▸ **TASK DESCRIPTION**: Please report every line of the material below that contains the word "wall", copying each one in full.
** Start RECORDED INFORMATION **
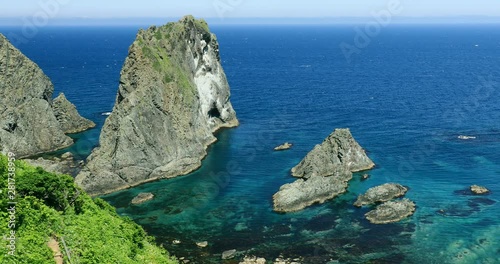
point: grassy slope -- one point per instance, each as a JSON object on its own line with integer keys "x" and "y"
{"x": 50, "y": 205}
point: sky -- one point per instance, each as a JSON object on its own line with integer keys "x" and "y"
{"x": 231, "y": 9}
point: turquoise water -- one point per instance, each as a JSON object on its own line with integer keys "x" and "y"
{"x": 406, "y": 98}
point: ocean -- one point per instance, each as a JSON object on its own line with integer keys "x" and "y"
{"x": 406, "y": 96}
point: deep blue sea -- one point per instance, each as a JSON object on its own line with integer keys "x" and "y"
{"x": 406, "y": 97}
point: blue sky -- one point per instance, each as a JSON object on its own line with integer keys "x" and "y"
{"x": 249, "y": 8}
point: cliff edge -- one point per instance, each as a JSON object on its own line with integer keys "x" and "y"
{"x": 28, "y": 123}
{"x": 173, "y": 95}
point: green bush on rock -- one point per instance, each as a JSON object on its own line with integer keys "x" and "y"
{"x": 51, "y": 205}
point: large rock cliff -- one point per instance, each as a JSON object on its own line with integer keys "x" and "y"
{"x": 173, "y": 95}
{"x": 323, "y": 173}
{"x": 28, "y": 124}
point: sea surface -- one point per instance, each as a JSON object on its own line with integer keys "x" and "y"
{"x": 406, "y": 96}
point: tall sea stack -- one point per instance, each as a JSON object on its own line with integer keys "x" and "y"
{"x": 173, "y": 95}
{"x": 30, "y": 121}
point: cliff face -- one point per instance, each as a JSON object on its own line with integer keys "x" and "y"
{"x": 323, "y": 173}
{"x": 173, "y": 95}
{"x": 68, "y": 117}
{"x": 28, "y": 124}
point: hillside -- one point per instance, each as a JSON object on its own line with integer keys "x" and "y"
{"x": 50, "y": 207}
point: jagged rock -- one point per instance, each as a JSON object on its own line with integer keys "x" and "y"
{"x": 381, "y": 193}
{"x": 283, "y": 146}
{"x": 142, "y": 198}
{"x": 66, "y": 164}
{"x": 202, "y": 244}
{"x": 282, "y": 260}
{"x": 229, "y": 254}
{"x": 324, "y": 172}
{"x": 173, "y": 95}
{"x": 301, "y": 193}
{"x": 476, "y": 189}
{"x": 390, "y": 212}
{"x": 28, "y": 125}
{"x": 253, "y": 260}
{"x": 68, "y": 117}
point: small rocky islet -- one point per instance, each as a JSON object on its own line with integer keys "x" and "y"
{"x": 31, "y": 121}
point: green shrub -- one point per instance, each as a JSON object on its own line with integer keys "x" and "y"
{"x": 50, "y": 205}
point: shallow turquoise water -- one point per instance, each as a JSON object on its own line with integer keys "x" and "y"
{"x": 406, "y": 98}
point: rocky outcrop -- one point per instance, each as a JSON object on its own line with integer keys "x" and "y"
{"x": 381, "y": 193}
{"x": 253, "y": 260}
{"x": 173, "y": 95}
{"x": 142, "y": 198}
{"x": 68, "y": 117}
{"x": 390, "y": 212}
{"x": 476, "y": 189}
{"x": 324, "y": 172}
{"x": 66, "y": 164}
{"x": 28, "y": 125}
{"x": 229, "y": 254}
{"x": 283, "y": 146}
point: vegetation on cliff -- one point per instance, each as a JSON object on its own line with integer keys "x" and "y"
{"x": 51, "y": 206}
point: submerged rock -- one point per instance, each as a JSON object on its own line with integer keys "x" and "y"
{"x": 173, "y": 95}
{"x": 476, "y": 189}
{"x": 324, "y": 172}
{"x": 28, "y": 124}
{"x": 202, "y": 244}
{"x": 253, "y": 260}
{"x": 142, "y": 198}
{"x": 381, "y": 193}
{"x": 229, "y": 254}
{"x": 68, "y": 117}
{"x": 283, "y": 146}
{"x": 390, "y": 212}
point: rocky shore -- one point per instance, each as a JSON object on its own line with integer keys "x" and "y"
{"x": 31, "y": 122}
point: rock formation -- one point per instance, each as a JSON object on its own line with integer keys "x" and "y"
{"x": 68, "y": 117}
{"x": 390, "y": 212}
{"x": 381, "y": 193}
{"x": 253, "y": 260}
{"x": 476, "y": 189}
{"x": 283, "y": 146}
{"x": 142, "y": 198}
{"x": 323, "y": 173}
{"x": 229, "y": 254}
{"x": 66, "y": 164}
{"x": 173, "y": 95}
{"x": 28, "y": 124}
** End RECORDED INFORMATION **
** Start RECORDED INFORMATION **
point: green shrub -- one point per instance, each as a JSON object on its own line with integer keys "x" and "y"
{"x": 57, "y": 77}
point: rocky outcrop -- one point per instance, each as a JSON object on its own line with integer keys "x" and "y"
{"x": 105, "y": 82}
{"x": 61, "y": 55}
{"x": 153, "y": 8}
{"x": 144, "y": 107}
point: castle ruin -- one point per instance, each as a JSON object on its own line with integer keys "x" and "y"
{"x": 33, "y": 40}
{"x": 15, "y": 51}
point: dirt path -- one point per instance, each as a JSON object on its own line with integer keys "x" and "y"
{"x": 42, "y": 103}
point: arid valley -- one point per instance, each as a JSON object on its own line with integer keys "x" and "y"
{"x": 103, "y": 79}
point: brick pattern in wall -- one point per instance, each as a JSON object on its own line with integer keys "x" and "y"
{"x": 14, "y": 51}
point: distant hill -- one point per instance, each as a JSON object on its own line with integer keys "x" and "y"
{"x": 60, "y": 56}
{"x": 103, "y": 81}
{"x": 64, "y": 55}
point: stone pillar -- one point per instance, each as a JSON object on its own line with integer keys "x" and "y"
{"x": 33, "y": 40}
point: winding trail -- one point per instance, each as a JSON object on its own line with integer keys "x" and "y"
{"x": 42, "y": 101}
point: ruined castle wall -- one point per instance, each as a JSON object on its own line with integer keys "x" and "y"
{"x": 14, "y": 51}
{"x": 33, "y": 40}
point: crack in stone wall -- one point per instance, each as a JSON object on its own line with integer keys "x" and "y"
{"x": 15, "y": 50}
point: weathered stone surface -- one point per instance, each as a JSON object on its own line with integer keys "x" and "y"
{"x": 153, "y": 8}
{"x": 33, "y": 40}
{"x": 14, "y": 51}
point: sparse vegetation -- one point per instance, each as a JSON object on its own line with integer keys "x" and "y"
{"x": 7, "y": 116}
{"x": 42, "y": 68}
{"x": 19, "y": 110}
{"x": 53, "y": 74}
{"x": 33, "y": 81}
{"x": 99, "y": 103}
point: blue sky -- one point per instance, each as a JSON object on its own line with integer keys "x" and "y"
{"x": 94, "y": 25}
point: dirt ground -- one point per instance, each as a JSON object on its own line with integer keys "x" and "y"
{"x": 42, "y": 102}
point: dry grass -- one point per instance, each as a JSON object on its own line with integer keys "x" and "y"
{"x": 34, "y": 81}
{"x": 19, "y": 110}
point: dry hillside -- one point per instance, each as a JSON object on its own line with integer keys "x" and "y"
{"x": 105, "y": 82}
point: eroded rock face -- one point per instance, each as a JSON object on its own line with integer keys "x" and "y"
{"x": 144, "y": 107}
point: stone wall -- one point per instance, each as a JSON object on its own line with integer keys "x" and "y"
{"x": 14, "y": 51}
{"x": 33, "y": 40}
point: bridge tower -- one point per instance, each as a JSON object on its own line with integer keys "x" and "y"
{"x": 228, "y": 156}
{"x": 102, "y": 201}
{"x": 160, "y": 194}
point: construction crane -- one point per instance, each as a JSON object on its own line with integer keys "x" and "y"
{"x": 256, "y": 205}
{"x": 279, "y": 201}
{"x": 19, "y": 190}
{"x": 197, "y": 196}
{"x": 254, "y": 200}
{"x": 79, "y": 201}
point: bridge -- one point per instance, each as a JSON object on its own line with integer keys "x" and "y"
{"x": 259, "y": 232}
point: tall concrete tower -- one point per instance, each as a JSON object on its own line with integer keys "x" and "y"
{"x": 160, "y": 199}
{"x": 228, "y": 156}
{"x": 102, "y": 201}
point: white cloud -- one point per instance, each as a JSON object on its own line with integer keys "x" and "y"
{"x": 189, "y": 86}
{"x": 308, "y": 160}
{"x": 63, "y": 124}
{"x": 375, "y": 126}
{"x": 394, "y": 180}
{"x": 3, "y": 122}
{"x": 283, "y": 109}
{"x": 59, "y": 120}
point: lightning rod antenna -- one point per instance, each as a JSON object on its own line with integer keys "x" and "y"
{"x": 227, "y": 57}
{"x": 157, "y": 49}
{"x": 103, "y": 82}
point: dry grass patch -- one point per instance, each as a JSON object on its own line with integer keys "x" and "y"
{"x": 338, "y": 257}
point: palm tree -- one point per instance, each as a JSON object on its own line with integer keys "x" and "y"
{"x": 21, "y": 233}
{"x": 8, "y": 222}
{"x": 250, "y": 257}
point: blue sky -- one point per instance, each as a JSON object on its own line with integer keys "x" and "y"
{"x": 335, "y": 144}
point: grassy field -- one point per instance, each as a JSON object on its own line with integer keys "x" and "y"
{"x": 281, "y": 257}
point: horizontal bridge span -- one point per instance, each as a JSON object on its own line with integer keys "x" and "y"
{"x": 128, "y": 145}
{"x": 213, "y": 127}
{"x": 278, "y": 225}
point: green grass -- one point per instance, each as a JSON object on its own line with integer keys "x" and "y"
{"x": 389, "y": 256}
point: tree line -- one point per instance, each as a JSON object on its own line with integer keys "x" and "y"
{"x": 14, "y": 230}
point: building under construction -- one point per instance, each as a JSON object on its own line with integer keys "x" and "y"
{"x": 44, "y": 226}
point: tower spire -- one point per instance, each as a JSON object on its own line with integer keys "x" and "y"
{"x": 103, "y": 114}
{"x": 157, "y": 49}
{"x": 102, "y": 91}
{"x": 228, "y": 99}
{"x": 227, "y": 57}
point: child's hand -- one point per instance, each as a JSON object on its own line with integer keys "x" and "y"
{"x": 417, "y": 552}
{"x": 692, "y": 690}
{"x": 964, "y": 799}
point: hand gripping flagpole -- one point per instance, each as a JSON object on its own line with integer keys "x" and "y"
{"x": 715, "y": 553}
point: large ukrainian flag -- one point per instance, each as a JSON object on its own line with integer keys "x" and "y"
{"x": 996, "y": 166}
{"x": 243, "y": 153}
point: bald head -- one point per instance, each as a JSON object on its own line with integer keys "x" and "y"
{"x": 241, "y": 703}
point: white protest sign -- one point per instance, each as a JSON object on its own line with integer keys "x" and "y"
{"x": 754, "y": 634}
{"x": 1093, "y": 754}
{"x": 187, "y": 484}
** End RECORDED INFORMATION **
▸ **RESULT OF THE EXERCISE**:
point: brick pattern in wall -- one point per instance, each as a JSON object on its own line with integer keys "x" and "y"
point: ruined castle wall -- one point per instance, each as a JSON object on its own line with integer keys "x" and "y"
point: crack in stone wall -- one point per instance, each as a JSON object on its own line with integer keys "x" and "y"
point: stone wall -- one point per instance, each as a JSON object on its own line with integer keys "x" and "y"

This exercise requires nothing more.